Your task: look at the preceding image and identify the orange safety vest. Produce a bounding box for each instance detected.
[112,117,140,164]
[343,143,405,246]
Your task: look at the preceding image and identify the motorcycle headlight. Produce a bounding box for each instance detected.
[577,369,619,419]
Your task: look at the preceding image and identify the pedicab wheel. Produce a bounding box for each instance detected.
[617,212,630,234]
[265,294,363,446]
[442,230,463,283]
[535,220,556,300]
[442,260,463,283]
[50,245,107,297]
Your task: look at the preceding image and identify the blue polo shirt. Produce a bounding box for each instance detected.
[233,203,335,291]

::::::::::

Task goal:
How many lines in the records above contain the word "identify"? Case matters. Reply with the number only.

Result of the task:
4